:: Source text ::
Content starts

Mango, moving back to the US might be the best solution for you ...or it might not. We recently moved back to the US when my husband retired from his job in Mexico City. It is great to be closer to our daughters, but we miss Mexico terribly and are mulling over what it would be like to go back, either full or part time. Some of the things that might hold us back you are already well past--- getting residency, moving stuff and setting up a house, acquiring a car, becoming more fluent in Spanish, etc. You have already dealt with most of the frustrations of settling your wife's estate. These headaches are behind you, but the grieving continues--- as it will no matter where you live. Discovering what you want from the next stage of your life will take time.

It might be worth considering where else you might live in Mexico that would give you more everyday people contact. Not with upper class Mexicans---who we found, with some exceptions, to be very unwelcoming--- but with regular folks. Never underestimate the value of acquaintances, the people that you meet and greet in your everyday life, walking, marketing, dining. They may not be bosom buddies, but their smiles and greeting you by name go a long way. Relationships are so important in Mexico. The people you say are not your friends----because you pay them---play a different role in your life than people you hire in the US do.

And not all expats are jerks! We have met many interesting, thoughtful people from all over the world. 

Might you be able to rent a place in a city neighborhood---in Mexico---for a while to get a feel for a different life style while deciding what to do with your house?

Another option is to rent a place where you think you'd like to live in the US to see what it's like to actually live there, before permanently cutting your ties with Mexico. Eastwind made an excellent suggestion to consider an independent living community where you take meals in a common dining room. Check out some of these places and most importantly talk to current residents.

Content ends

:: What to do ::
1) Copy out the forum post about leaving Mexico, beginning at the words "Another option is" and stopping after "to current residents.".
2) Answer from the forum post about leaving Mexico:
(a) What event led the writer and her husband to move back to the US?
(b) Which group of people did the writer find, with some exceptions, to be very unwelcoming?
(c) What did Eastwind suggest considering?
3) Carry on the forum post about leaving Mexico from where it stops.
The listing is not needed for any of this.

:: Data provided ::
Content starts

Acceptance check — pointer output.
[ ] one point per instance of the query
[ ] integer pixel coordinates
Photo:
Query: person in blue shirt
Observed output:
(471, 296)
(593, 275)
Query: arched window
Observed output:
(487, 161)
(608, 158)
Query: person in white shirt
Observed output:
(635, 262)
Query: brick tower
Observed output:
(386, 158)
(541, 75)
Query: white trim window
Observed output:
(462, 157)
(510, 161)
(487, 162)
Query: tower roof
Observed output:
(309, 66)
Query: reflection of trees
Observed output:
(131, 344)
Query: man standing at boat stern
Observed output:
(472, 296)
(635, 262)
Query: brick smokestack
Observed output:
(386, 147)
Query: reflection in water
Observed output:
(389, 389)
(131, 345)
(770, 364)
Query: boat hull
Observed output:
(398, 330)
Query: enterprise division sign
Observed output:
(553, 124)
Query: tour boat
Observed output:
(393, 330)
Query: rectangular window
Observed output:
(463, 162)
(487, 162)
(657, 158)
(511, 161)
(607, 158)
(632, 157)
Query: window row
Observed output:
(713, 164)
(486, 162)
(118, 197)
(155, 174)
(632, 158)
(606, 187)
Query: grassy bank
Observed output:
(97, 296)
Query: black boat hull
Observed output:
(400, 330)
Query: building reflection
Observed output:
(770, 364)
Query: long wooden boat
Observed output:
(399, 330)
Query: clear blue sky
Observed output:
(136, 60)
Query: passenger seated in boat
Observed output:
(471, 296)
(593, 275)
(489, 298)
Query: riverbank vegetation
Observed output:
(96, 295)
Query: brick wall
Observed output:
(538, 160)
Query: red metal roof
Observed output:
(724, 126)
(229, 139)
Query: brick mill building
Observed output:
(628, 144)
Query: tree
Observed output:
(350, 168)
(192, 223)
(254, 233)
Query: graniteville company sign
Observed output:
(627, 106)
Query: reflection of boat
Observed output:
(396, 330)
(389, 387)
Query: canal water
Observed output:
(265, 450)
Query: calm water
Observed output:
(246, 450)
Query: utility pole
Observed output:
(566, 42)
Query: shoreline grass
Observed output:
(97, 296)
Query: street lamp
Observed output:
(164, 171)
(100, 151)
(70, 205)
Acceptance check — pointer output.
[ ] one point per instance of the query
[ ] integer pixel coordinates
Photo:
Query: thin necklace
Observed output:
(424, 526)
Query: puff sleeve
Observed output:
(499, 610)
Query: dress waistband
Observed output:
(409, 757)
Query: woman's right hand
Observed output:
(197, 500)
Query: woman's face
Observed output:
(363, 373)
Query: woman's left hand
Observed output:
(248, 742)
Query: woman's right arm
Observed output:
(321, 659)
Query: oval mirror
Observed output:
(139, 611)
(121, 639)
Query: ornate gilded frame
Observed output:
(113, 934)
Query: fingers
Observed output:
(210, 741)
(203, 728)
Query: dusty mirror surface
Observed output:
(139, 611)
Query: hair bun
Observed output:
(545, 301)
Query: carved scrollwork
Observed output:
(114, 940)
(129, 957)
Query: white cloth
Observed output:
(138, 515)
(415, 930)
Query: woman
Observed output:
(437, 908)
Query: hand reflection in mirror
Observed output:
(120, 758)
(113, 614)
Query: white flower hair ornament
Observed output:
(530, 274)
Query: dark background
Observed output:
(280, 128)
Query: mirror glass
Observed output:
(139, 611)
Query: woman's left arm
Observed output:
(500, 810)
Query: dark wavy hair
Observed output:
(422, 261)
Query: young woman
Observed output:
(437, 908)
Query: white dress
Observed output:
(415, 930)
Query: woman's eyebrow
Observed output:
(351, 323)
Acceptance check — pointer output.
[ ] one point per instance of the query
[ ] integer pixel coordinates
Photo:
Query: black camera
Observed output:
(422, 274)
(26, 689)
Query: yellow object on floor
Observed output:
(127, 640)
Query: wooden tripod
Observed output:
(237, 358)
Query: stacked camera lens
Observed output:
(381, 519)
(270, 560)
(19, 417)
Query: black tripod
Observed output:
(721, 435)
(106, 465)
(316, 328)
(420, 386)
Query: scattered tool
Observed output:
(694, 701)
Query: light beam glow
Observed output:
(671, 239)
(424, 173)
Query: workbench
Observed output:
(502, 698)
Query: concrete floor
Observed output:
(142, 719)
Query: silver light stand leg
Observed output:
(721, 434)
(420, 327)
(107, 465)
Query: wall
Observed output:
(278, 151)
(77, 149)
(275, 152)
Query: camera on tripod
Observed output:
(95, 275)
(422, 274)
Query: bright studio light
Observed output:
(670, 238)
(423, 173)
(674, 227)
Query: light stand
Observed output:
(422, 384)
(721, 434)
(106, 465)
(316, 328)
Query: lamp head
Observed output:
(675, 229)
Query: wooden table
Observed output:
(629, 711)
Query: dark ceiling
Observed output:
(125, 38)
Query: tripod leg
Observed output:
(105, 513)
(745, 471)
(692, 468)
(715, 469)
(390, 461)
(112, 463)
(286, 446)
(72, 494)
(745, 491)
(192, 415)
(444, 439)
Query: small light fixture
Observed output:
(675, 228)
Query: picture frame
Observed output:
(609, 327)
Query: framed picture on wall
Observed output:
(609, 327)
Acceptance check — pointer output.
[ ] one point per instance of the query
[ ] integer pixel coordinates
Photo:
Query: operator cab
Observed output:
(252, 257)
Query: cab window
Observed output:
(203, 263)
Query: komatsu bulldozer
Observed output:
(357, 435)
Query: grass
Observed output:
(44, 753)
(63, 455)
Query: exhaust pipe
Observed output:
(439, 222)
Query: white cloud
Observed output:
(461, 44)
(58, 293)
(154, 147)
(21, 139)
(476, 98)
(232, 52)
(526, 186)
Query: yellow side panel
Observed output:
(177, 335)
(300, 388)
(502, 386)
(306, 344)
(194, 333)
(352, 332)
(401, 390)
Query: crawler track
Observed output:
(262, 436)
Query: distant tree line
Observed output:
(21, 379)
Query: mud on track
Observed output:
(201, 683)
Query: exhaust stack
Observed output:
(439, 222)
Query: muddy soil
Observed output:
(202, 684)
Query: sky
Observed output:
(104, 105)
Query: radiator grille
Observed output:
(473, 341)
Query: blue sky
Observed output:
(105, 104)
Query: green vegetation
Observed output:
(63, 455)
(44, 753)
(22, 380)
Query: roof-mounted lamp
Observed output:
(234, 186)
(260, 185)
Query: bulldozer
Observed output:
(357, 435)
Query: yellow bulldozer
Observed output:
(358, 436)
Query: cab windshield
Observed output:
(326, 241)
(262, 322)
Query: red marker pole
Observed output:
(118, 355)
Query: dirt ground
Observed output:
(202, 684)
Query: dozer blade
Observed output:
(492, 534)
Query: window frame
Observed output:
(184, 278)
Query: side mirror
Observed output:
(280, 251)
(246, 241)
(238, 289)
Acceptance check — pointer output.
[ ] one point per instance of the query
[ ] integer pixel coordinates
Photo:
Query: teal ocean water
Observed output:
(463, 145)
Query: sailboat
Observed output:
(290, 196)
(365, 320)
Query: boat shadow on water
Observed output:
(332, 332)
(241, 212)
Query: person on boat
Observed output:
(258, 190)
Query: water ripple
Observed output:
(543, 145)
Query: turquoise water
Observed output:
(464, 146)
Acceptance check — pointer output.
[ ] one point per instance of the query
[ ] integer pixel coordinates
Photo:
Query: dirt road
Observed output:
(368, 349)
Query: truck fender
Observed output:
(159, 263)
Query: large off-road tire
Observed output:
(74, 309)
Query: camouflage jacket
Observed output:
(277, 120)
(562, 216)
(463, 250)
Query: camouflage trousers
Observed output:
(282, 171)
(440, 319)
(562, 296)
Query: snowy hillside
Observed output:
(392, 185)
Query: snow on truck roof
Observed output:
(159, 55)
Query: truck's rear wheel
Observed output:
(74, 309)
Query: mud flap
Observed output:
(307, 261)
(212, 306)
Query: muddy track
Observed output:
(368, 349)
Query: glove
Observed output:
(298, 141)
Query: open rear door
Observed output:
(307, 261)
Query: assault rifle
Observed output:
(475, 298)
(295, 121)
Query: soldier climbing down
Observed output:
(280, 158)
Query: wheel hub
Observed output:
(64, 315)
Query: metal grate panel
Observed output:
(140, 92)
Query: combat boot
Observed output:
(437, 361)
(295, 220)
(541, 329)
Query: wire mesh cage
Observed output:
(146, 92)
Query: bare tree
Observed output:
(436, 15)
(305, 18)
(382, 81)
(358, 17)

Content ends

:: Written responses ::
1)
Another option is to rent a place where you think you'd like to live in the US to see what it's like to actually live there, before permanently cutting your ties with Mexico. Eastwind made an excellent suggestion to consider an independent living community where you take meals in a common dining room. Check out some of these places and most importantly talk to current residents.

2)
(a) Her husband retired from his job in Mexico City.
(b) Upper class Mexicans.
(c) An independent living community where you take meals in a common dining room.

3)
Florida seems to be high on your list. Can you handle Florida politics? I know, I know, Mexican politics are notorious, but there's something about encountering the crazies back in your homeland that can really send your blood pressure skyrocketing. 

Are you enrolled in Medicare Part B? If not, you will pay a penalty to enroll at this point, and medical costs in the US even with Medicare are astronomical. It can take months to get appointments for imaging and specialty care. And there are plenty of doctors in the US who don't have time to listen and just "wing it."

Wishing you well in what is truly one of life's most difficult challenges.


----------



## MangoTango (Feb 8, 2020)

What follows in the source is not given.